◆ **TASK TO CARRY OUT**
Return all the data verbatim but without images.

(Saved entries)
··········

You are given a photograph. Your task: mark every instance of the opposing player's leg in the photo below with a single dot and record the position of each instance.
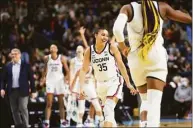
(49, 100)
(60, 90)
(89, 122)
(154, 96)
(91, 94)
(63, 122)
(81, 110)
(114, 93)
(109, 112)
(144, 105)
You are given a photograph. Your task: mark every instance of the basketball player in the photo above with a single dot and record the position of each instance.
(55, 83)
(90, 93)
(103, 58)
(147, 58)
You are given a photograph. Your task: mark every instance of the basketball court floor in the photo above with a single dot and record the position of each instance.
(170, 123)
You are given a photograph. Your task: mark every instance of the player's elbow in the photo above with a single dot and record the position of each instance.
(118, 32)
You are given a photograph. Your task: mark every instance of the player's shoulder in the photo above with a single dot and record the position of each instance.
(46, 58)
(113, 46)
(87, 51)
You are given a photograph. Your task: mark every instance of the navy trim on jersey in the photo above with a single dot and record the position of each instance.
(101, 51)
(110, 50)
(90, 53)
(155, 78)
(159, 10)
(132, 13)
(117, 88)
(54, 59)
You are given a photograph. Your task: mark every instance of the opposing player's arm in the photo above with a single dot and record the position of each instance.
(114, 50)
(125, 15)
(64, 62)
(82, 31)
(85, 68)
(74, 80)
(44, 72)
(71, 69)
(45, 66)
(175, 15)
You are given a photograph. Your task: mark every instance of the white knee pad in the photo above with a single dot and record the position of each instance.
(96, 105)
(109, 110)
(144, 103)
(154, 100)
(81, 106)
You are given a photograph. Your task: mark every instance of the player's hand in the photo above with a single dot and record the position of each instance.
(82, 30)
(126, 51)
(2, 93)
(42, 81)
(82, 94)
(33, 95)
(133, 91)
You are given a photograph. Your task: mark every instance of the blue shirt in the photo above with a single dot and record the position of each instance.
(16, 71)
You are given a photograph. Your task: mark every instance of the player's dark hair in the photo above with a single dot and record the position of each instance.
(151, 23)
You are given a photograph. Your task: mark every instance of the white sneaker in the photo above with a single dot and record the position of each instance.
(45, 125)
(80, 125)
(64, 124)
(89, 125)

··········

◆ **EXERCISE RESPONSE**
You are given a photograph. Your task: mark every instance of the opposing player's leg in the photo below with a single dot and record the position of each instance.
(49, 100)
(60, 90)
(89, 122)
(154, 96)
(91, 94)
(63, 122)
(81, 110)
(114, 93)
(109, 112)
(144, 105)
You are given a photograph. Your task: mark every instance of the basketball player in the photo above with a single dot and record the position of each instance.
(55, 83)
(90, 93)
(103, 58)
(147, 58)
You are given a photograph. Your task: mark every instance of the basketball court floor in the photo above with a single dot and record the position of each instance.
(170, 123)
You are given a photograph. Your task: mark every instance of the player's elbow in the photo above with a single dot and record the position of each instance.
(118, 32)
You are given a photograph. Your task: mark every instance of the player's shoulder in the photo above with a single dot and record the position of each instance.
(46, 58)
(113, 46)
(87, 51)
You are given a photograph. Your task: mark every instance of the navy trim on jersey in the photo above with a single dot and record the position of each instance.
(101, 51)
(110, 50)
(90, 53)
(155, 78)
(159, 10)
(132, 13)
(117, 88)
(54, 59)
You are given a photograph. Your task: mark every instance of the opposing player's arm in the photo above with a single dot and record the position of each instance.
(114, 50)
(125, 15)
(64, 62)
(82, 31)
(85, 68)
(74, 80)
(44, 72)
(71, 69)
(45, 66)
(175, 15)
You are given a photograph. Your task: mark every instance of the white knee pad in the photo above with a single dot and record the position of each instance.
(96, 105)
(109, 110)
(144, 103)
(154, 100)
(81, 106)
You are given a photograph. Your task: mark every instance of the player's hand in the photo above with a single dot and record the position of each instance.
(82, 30)
(126, 51)
(2, 93)
(42, 81)
(82, 94)
(33, 95)
(133, 91)
You are given a photograph. Your task: mark every instance of the blue shirt in the photo above with a single dot and record the position of each instance.
(16, 71)
You are given a photograph. Your task: mark every instance of the player's dark hair in the photo above with a single dot and record the position of each instance.
(151, 23)
You are given a photograph. Your task: mark every instance of the white sneaker in the photo above with a single dot and record the position of each instance.
(45, 125)
(80, 125)
(64, 124)
(89, 125)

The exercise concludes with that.